:: Set problem ::
Reproduce the rows from the beginning through the line that contains "Target: beige carpet floor", including that line, and leave the pictures out of your answer.

Source data:
——————

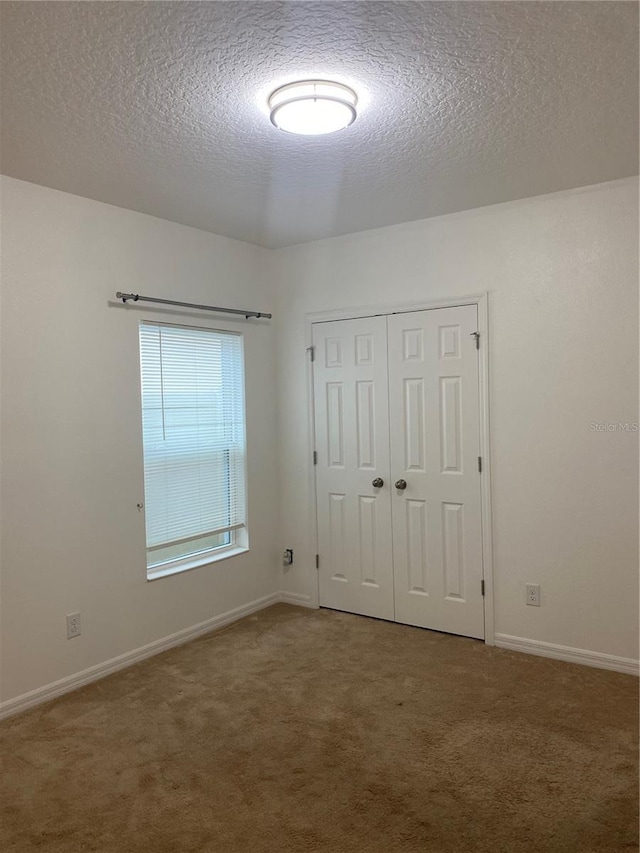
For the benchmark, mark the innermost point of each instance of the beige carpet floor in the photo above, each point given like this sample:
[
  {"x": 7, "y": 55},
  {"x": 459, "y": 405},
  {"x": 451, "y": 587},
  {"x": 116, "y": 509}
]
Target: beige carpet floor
[{"x": 300, "y": 730}]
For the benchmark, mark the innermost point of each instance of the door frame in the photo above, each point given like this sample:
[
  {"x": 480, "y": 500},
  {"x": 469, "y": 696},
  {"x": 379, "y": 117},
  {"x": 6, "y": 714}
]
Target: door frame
[{"x": 481, "y": 302}]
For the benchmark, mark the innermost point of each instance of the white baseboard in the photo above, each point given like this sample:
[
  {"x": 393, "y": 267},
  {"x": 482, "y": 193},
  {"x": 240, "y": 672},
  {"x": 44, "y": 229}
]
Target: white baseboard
[
  {"x": 296, "y": 598},
  {"x": 568, "y": 653},
  {"x": 94, "y": 673}
]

——————

:: Answer in full ::
For the benchmark, mark the innermost point of each instance of the beige carpet floor in the photo above, each point given like this sample:
[
  {"x": 7, "y": 55},
  {"x": 459, "y": 405},
  {"x": 451, "y": 587},
  {"x": 116, "y": 509}
]
Target: beige carpet floor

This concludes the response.